_TASK_: Reproduce the listing below verbatim.

*** Opening LISTED ENTRIES ***

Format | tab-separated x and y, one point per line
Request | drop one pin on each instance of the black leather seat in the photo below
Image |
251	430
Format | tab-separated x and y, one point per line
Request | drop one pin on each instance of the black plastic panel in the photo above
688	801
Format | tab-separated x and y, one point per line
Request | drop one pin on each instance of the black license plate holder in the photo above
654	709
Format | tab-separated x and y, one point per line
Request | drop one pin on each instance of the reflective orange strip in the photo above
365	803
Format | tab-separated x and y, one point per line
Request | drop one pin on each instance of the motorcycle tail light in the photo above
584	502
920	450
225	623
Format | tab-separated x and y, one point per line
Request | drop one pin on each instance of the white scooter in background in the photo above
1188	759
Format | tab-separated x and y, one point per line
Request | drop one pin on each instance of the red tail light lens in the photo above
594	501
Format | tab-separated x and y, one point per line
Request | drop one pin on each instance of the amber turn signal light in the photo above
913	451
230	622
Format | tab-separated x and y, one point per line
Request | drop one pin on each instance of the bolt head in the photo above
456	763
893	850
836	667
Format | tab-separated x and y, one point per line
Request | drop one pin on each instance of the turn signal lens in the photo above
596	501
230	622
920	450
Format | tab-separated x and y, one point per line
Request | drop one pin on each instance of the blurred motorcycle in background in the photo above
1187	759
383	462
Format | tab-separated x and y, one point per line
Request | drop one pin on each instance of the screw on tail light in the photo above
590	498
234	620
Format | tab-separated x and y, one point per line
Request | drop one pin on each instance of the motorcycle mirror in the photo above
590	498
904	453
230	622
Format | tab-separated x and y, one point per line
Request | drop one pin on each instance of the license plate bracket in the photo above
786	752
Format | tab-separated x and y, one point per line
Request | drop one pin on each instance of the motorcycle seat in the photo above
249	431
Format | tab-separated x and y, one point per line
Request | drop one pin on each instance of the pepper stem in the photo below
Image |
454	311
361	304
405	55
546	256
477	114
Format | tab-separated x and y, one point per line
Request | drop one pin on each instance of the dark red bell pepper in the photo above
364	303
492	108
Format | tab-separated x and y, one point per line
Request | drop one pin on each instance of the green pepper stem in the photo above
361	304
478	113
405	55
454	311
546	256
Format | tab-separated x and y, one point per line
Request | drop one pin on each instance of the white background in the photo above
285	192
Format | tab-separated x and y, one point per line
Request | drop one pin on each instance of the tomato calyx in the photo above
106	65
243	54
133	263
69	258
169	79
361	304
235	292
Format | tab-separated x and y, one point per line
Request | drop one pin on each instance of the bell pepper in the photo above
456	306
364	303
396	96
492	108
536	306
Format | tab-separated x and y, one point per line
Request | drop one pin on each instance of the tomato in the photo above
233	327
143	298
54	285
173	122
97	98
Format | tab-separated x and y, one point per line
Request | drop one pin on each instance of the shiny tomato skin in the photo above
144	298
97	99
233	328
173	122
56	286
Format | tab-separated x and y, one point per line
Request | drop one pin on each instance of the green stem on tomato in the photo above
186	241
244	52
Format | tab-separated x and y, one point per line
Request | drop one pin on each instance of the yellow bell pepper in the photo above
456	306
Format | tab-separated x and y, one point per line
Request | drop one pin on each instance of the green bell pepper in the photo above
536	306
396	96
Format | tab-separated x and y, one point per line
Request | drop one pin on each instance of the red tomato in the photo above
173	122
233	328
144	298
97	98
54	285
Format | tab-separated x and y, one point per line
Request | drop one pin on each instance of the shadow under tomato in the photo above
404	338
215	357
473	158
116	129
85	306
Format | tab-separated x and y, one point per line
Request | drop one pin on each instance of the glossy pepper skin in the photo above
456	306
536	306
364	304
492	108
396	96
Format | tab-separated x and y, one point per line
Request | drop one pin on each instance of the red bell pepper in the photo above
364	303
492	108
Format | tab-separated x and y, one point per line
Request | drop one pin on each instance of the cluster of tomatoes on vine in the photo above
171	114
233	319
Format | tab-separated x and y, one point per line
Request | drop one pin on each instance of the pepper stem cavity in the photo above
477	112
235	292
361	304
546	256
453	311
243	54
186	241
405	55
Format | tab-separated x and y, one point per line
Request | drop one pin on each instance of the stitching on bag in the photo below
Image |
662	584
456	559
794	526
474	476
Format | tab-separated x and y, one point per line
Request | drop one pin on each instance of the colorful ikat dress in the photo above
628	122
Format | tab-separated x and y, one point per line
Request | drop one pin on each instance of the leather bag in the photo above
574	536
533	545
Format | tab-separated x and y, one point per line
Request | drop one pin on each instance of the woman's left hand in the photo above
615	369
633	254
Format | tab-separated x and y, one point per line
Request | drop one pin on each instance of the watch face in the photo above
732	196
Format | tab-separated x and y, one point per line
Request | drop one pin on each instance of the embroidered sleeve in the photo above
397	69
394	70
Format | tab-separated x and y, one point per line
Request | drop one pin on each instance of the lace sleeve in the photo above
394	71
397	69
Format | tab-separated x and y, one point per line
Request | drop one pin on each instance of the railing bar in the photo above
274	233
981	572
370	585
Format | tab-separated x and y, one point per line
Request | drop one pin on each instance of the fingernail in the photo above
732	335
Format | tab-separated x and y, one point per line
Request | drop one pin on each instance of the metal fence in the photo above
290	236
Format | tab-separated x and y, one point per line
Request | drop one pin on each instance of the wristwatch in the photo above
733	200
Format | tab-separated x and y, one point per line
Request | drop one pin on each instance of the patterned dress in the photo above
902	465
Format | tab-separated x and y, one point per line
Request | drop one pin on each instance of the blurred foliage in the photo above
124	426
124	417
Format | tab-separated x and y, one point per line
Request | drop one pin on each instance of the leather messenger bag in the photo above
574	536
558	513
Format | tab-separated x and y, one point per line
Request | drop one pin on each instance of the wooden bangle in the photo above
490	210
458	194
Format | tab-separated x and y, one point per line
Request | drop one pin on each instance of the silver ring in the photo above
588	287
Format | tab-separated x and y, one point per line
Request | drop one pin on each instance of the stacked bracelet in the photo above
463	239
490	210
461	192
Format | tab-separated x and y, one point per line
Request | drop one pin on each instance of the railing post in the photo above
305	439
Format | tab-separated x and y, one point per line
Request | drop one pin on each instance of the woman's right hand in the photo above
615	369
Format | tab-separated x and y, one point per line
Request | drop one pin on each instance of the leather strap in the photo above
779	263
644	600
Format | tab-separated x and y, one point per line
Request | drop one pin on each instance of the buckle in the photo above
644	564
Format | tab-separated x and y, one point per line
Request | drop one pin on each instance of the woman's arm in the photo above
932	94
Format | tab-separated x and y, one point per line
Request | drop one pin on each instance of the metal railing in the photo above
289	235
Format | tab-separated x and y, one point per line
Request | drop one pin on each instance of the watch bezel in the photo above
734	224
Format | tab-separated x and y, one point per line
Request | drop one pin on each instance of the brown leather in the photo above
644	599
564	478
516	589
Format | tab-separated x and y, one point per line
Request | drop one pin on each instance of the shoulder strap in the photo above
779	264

*** Closing LISTED ENTRIES ***

_EXERCISE RESPONSE_:
Format | tab-separated x and y, one point per line
Request | drop one pin on each instance of the black leather seat in the photo below
Image |
251	430
Format | tab-separated x and y, one point per line
Request | drop one pin on each instance of the black plastic panel in the photo above
688	801
Format | tab-separated x and y, one point per line
Request | drop one pin on each instance of the black license plate holder in the photo above
654	709
Format | tab-separated x and y, one point per line
Request | drop one pin on each instance of the reflective orange strip in the photo above
365	803
Format | tab-separated x and y, one point per line
Request | drop one pin on each instance of the motorcycle tail light in the photo above
584	502
920	450
225	623
Format | tab-separated x and y, one point per line
Request | drop one pin on each instance of the white scooter in background in the photo above
1188	759
Format | tab-separated x and y, one point per line
Request | drop one pin on each instance of the red tail light lens in the photo above
594	501
Format | tab-separated x and y, one point per line
Request | drop one pin on each instance of the amber turn signal light in the photo above
913	451
230	622
Format | tab-separated x and y, one point per line
Request | drop one pin on each instance of the bolt head in the photo above
456	763
893	850
836	667
Format | tab-separated x and y, one point per line
Request | drop one pin on each instance of the turn signal lens in the photo above
596	501
230	622
920	450
Format | tab-separated x and y, one point per line
Request | drop one pin on each instance of the blurred motorcycle in background in the photo above
1187	759
383	462
Format | tab-separated x and y, one point per line
Request | drop one pin on each instance of the screw on tail light in the photo above
590	498
234	620
Format | tab-separated x and y, one point per line
Request | drop one pin on each instance of the motorcycle mirror in the photo above
590	498
904	453
230	622
Format | tab-separated x and y, one point per line
Request | drop one pin on each instance of the license plate bracket in the photo above
786	752
Format | tab-separated x and y, one point per line
Request | drop one pin on each instance of the motorcycle seat in the photo above
249	431
Format | tab-separated x and y, one point per line
Request | drop one pin on each instance of the pepper stem in the photo below
Image |
454	311
361	304
405	55
546	256
477	114
Format | tab-separated x and y, one point per line
Request | drop one pin on each instance of the dark red bell pepper in the photo above
364	303
492	108
Format | tab-separated x and y, one point per line
Request | drop one pin on each instance of the green pepper stem in the photo above
361	304
478	113
405	55
454	311
546	256
Format | tab-separated x and y, one point per line
Request | drop one pin on each instance of the white background in the photo above
285	192
Format | tab-separated x and y, one point per line
Request | drop one pin on each instance of the tomato calyx in the photo above
106	65
243	54
133	263
69	258
169	79
361	304
235	292
Format | tab-separated x and y, one point per line
Request | drop one pin on each instance of the bell pepper in the photo above
456	306
364	303
396	96
492	108
536	306
Format | tab-separated x and y, one point per line
Request | drop one pin on each instance of the tomato in the photo above
233	327
143	298
54	285
173	122
97	98
Format | tab-separated x and y, one point per line
Request | drop one pin on each instance of the shiny tomato skin in the photo above
144	298
97	99
233	328
173	122
56	286
Format | tab-separated x and y, one point per line
Request | drop one pin on each instance of the green stem on tomato in the photo above
186	241
244	52
Format | tab-separated x and y, one point per line
Request | drop one pin on each instance of the yellow bell pepper in the photo above
456	306
Format | tab-separated x and y, one point per line
Request | drop one pin on each instance of the green bell pepper in the photo above
536	306
396	96
Format | tab-separated x and y, one point per line
Request | drop one pin on each instance of the red tomato in the photo above
173	122
233	328
144	298
97	98
54	285
Format | tab-separated x and y, one point per line
Request | drop one pin on each instance of the shadow under tomato in the photo above
404	338
215	357
473	158
116	129
85	306
Format | tab-separated x and y, one point per line
Request | drop one pin on each instance of the glossy pepper skin in the photo above
456	306
536	306
364	304
492	108
396	96
Format | tab-separated x and y, one point per line
Request | drop one pin on each instance of the red bell pepper in the photo above
364	303
492	108
Format | tab-separated x and y, one point per line
Request | drop one pin on each instance of the cluster of tomatoes on vine in the photo above
171	114
233	319
Format | tab-separated x and y, one point per line
Request | drop one pin on each instance of the pepper stem cavity in the photo above
477	112
235	292
361	304
546	256
453	311
243	54
186	241
405	55
Format | tab-separated x and y, one point per line
Request | drop one pin on each instance of the stitching on bag in the photo below
Image |
662	584
456	559
794	526
474	476
Format | tab-separated x and y, one point per line
Request | drop one pin on each instance of the colorful ikat dress in the photo above
628	122
Format | tab-separated x and y, one point per line
Request | drop one pin on each instance of the leather bag in the photo above
574	536
533	545
Format | tab-separated x and y, one point per line
Request | drop one pin on each instance of the woman's left hand in the photo above
615	369
633	254
Format | tab-separated x and y, one point per line
Request | drop one pin on each instance of the watch face in the photo above
732	196
Format | tab-separated x and y, one point per line
Request | drop one pin on each instance of the embroidered sleeve in the photo above
397	69
394	70
Format | tab-separated x and y, one point per line
Request | drop one pin on each instance of the lace sleeve in the photo above
394	71
397	69
Format | tab-separated x and y, one point per line
Request | drop one pin on each instance of the railing bar in the photo above
274	233
981	572
370	585
Format | tab-separated x and y, one point per line
Request | drop one pin on each instance of the fingernail in the photo above
732	335
Format | tab-separated x and y, one point per line
Request | drop one pin on each instance of the metal fence in the photo above
290	236
Format | tab-separated x and y, one point per line
Request | drop one pin on each instance of the wristwatch in the photo above
733	200
Format | tab-separated x and y, one point per line
Request | drop one pin on each instance of the patterned dress in the photo above
902	465
Format | tab-separated x and y, one point per line
Request | drop one pin on each instance of the blurred foliage in the photo above
124	426
124	417
Format | tab-separated x and y, one point per line
Request | drop one pin on each instance of the leather messenger bag in the photo above
574	536
558	513
Format | tab-separated x and y, one point per line
Request | drop one pin on each instance of the wooden bangle in the photo above
490	210
458	194
Format | tab-separated x and y, one point per line
Request | drop one pin on each instance of the silver ring in the photo above
588	287
Format | tab-separated x and y, one point per line
Request | drop one pin on each instance of the stacked bracelet in the photo above
463	239
490	210
461	192
Format | tab-separated x and y, one point per line
Request | drop one pin on each instance of the railing post in the photo above
305	439
Format | tab-separated x and y, one point per line
Request | drop one pin on each instance of the woman's right hand in the photo above
615	369
Format | tab-separated x and y, one point per line
Request | drop one pin on each instance of the leather strap in the photo above
779	263
644	600
Format | tab-separated x and y, one point per line
Request | drop one pin on each instance of the buckle in the photo above
644	564
Format | tab-separated x and y, one point per line
Request | drop one pin on each instance of the woman's arm in the photo above
932	94
Format | tab-separated x and y, one point per line
Request | drop one pin on each instance of the metal railing in the photo above
289	235
Format | tab-separated x and y, one point per line
Request | drop one pin on each instance of the watch bezel in the photo above
734	224
Format | tab-separated x and y, one point per line
Request | drop one pin on each instance of the brown leather in the photo above
644	599
564	478
516	589
Format | tab-separated x and y, one point per line
Request | drop one pin on each instance of the shoulder strap in the photo above
779	264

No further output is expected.